▼▼▼

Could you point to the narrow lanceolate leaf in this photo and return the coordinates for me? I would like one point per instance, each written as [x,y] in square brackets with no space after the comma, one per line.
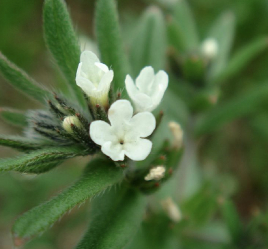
[242,58]
[116,217]
[149,45]
[186,25]
[109,40]
[19,143]
[13,117]
[62,41]
[37,161]
[100,175]
[21,81]
[239,106]
[223,32]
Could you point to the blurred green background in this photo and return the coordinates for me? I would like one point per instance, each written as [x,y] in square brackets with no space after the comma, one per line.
[233,157]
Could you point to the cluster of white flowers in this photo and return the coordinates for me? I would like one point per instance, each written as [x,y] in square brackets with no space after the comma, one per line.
[125,135]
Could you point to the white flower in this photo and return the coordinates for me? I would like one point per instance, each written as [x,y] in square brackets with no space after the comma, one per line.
[156,173]
[210,48]
[94,78]
[125,135]
[149,89]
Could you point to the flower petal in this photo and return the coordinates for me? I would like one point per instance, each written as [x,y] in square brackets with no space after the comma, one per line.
[85,84]
[102,66]
[143,124]
[145,80]
[120,112]
[142,101]
[107,78]
[114,151]
[139,149]
[101,132]
[160,86]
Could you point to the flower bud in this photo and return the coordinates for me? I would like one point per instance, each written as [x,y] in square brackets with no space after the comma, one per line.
[177,134]
[156,173]
[69,121]
[171,209]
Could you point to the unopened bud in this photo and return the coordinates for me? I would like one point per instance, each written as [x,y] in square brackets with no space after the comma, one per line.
[156,173]
[210,48]
[171,209]
[177,134]
[69,121]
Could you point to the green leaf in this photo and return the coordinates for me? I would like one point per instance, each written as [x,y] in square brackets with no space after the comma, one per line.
[37,161]
[99,175]
[13,117]
[223,32]
[237,107]
[62,42]
[232,220]
[21,81]
[19,143]
[186,25]
[242,58]
[110,41]
[149,45]
[116,217]
[155,233]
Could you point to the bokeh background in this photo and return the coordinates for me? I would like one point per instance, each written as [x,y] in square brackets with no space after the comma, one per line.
[234,155]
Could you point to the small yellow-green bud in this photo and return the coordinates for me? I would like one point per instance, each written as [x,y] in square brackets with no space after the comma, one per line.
[177,134]
[156,173]
[69,121]
[172,210]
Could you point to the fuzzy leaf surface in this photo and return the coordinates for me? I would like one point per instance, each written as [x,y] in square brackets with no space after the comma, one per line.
[110,41]
[116,217]
[149,45]
[223,32]
[100,174]
[19,143]
[62,42]
[38,161]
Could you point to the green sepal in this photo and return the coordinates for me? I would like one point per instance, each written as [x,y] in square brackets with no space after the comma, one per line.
[14,117]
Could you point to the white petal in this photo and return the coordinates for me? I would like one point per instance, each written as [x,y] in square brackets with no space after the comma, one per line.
[138,150]
[86,85]
[107,78]
[141,100]
[120,112]
[102,66]
[101,132]
[143,124]
[114,151]
[160,86]
[145,79]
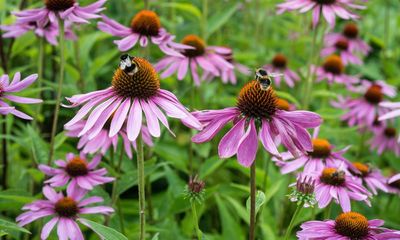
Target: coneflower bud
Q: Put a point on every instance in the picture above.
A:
(195, 190)
(303, 192)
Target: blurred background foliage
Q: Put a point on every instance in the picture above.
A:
(255, 33)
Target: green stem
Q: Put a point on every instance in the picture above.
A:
(59, 90)
(252, 201)
(204, 20)
(289, 230)
(141, 185)
(196, 221)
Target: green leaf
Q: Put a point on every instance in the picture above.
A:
(12, 226)
(219, 19)
(260, 200)
(105, 232)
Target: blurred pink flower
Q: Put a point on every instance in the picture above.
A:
(279, 65)
(332, 70)
(6, 92)
(334, 183)
(208, 58)
(135, 89)
(68, 10)
(385, 140)
(315, 160)
(372, 177)
(64, 211)
(351, 34)
(78, 170)
(145, 25)
(347, 226)
(328, 8)
(93, 141)
(256, 116)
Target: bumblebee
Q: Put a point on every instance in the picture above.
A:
(265, 78)
(128, 65)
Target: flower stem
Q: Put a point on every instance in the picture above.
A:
(196, 220)
(59, 90)
(141, 185)
(289, 230)
(252, 201)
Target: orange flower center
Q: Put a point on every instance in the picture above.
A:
(77, 167)
(197, 43)
(342, 44)
(333, 64)
(59, 5)
(352, 225)
(282, 104)
(66, 207)
(374, 94)
(363, 168)
(321, 148)
(146, 23)
(256, 103)
(390, 132)
(332, 176)
(279, 61)
(350, 30)
(142, 83)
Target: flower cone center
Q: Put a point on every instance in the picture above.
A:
(332, 176)
(342, 44)
(390, 132)
(146, 23)
(326, 2)
(279, 61)
(197, 43)
(333, 64)
(59, 5)
(66, 207)
(363, 168)
(321, 148)
(374, 94)
(352, 225)
(144, 82)
(350, 30)
(282, 104)
(77, 167)
(254, 102)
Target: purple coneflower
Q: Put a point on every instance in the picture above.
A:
(256, 116)
(363, 111)
(315, 160)
(135, 89)
(6, 92)
(228, 74)
(332, 70)
(334, 183)
(64, 211)
(68, 10)
(328, 8)
(354, 42)
(78, 170)
(347, 226)
(340, 46)
(208, 58)
(48, 32)
(145, 26)
(93, 141)
(279, 65)
(386, 140)
(373, 178)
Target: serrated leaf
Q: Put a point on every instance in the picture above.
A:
(12, 226)
(105, 232)
(260, 200)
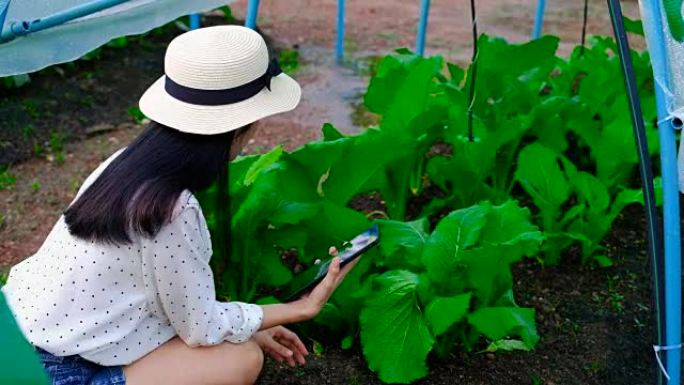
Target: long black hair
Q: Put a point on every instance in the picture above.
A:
(138, 190)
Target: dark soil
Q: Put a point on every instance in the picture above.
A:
(596, 327)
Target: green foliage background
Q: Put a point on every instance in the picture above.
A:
(552, 163)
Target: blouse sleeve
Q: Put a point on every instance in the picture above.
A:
(178, 263)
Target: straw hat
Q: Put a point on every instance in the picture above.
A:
(216, 80)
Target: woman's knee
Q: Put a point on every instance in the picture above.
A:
(251, 359)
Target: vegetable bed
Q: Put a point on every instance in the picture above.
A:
(531, 173)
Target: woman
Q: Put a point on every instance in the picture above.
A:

▲▲▲

- What is expected:
Each record should appear again exactly as it stands, with no picture included.

- Problem solution:
Could you point to the narrow lanceolate leaf in this photo and return the coordinates for me? I would like one point per instance, each written as [x,y] in square brackets with no space after the comma, one per line.
[242,58]
[116,217]
[149,45]
[186,25]
[109,40]
[19,143]
[13,117]
[62,41]
[37,161]
[100,175]
[21,81]
[239,106]
[223,32]
Could you point to the blurred green background in this photo and return the coordinates for me? I would like one point per instance, each written as [x,y] in square brackets with no space after the comma, one per line.
[233,157]
Could you point to the cluster of white flowers in this photo and return the coordinates for me? I would like one point per instance, each written as [x,y] in square brackets with no space after the comma, one per line.
[125,135]
Could you point to the white flower in this photo and return the coordinates for me? I would like one point per instance, each written as [x,y] in square brackets with no space after the comma, one per line.
[156,173]
[210,48]
[94,78]
[125,135]
[149,89]
Could you point to the flower petal in this photo and return the coordinates for me? I would like one point per instance, each written as [x,y] in square brackets with no space after the comma, one per line.
[85,84]
[102,66]
[143,124]
[145,80]
[120,112]
[142,101]
[107,78]
[114,151]
[139,149]
[101,132]
[160,86]
Could you point to the flower bud in this photo and return the coordinates for me? I would like one point per instance, each written as [x,y] in square brackets with no space after the comma, one per line.
[177,134]
[156,173]
[69,121]
[171,209]
Could you point to the unopened bud in this photo and return the coordinates for me? I would like one point per instance, each written as [x,y] in square brackets with no space after the comma, one per line.
[156,173]
[210,48]
[171,209]
[177,134]
[69,121]
Could you point to the green leaf in this photo and return the coordinates for me? I would like one point per instance, each written as [x,y] in square brackets with no space after the comma, one per line.
[37,161]
[99,175]
[13,117]
[223,32]
[237,107]
[62,42]
[232,220]
[21,81]
[19,143]
[186,25]
[242,58]
[110,41]
[149,45]
[116,217]
[155,233]
Could you point to the bokeh background in this photo and return the coordinates for me? I would like one point per instance, each written as [x,y] in square brackets with no space after the comma, one per line.
[234,155]
Could you point to the small yellow-green bud in this photo and return the coordinates for me? I would like one point per instance, each written as [x,y] in square brackets with no space after the comma, one per line.
[177,134]
[156,173]
[69,121]
[172,210]
Could you point to the fuzzy leaf surface in this photo and return the coordinates for me? I would like one point per instance, each written as [x,y] in square brackets with no space after the comma, one per line.
[110,41]
[116,217]
[149,45]
[223,32]
[100,174]
[19,143]
[62,42]
[38,161]
Could you point to the green sepal in this photo and return the coordinates for me? I would like one point per instance, each written as [x,y] in square brackets with no space after the comma, one per line.
[14,117]
Could you point to the white petal in this photo and return the coordinates for me? I would like one point per instance, each written as [x,y] in square brackets with no space after the comma, one per line.
[138,150]
[86,85]
[107,78]
[141,100]
[120,112]
[102,66]
[101,132]
[143,124]
[114,151]
[160,86]
[145,79]
Target: coneflower bud
Q: Put a point on every instance in the picture above.
A:
(195, 190)
(303, 192)
Target: blurred background foliage
Q: Put a point on every instance in the picture above.
A:
(255, 33)
Target: green stem
Q: Put a point on every instance in the picture above.
A:
(59, 90)
(252, 201)
(204, 20)
(289, 230)
(141, 185)
(196, 221)
Target: green leaf
Q: Put a point on every instance in the picture above.
A:
(12, 226)
(219, 19)
(260, 200)
(105, 232)
Target: blurred pink flower
Q: Put a point on every instance in the picture above.
A:
(279, 65)
(332, 70)
(6, 92)
(334, 183)
(208, 58)
(135, 89)
(68, 10)
(385, 140)
(315, 160)
(372, 177)
(64, 211)
(351, 34)
(78, 170)
(145, 25)
(347, 226)
(328, 8)
(93, 141)
(256, 116)
Target: bumblebee
Q: Put a point on every instance in the picture above.
A:
(265, 78)
(128, 65)
Target: flower stem
Q: Put a point on every instance in the picture above.
A:
(196, 220)
(59, 90)
(141, 185)
(289, 230)
(252, 201)
Target: orange flower center
Q: Put a point on every instance in the picture above.
A:
(77, 167)
(197, 43)
(342, 44)
(333, 64)
(59, 5)
(352, 225)
(282, 104)
(66, 207)
(374, 94)
(363, 168)
(321, 148)
(146, 23)
(256, 103)
(390, 132)
(332, 176)
(279, 61)
(350, 30)
(142, 83)
Target: flower cone center
Q: Put a point on every instance in the picture above.
A:
(332, 176)
(342, 44)
(390, 132)
(146, 23)
(326, 2)
(279, 61)
(197, 43)
(333, 64)
(59, 5)
(66, 207)
(363, 168)
(321, 148)
(374, 94)
(352, 225)
(144, 82)
(350, 30)
(282, 104)
(77, 167)
(254, 102)
Target: purple coneflower
Q: Put a point on every instance in the picture above.
A:
(256, 116)
(363, 111)
(315, 160)
(135, 89)
(6, 92)
(228, 74)
(332, 70)
(334, 183)
(64, 211)
(68, 10)
(328, 8)
(354, 42)
(78, 170)
(347, 226)
(340, 46)
(208, 58)
(48, 32)
(145, 26)
(93, 141)
(279, 65)
(386, 140)
(373, 178)
Target: serrated leaf
Q: Put a point on every instance in the picture above.
A:
(12, 226)
(105, 232)
(260, 200)
Target: long black hair
Q: Put a point on every instance in the picture above.
A:
(138, 190)
Target: dark soil
Q: Put a point on every instance in the picture above.
A:
(596, 327)
Target: green foliage background
Q: Put a point on every instance in the picture above.
A:
(552, 163)
Target: blouse sleeve
Q: Put a point on every instance in the picture above.
A:
(178, 263)
Target: straw hat
Q: Put a point on every instance in the picture above.
A:
(216, 80)
Target: woman's knee
Q: Put a point on every instance in the picture above.
A:
(251, 359)
Target: vegetable bed
Q: Put a point on every instance in the picture above.
A:
(531, 173)
Target: woman
Q: Put a point on every instance in the picture above.
A:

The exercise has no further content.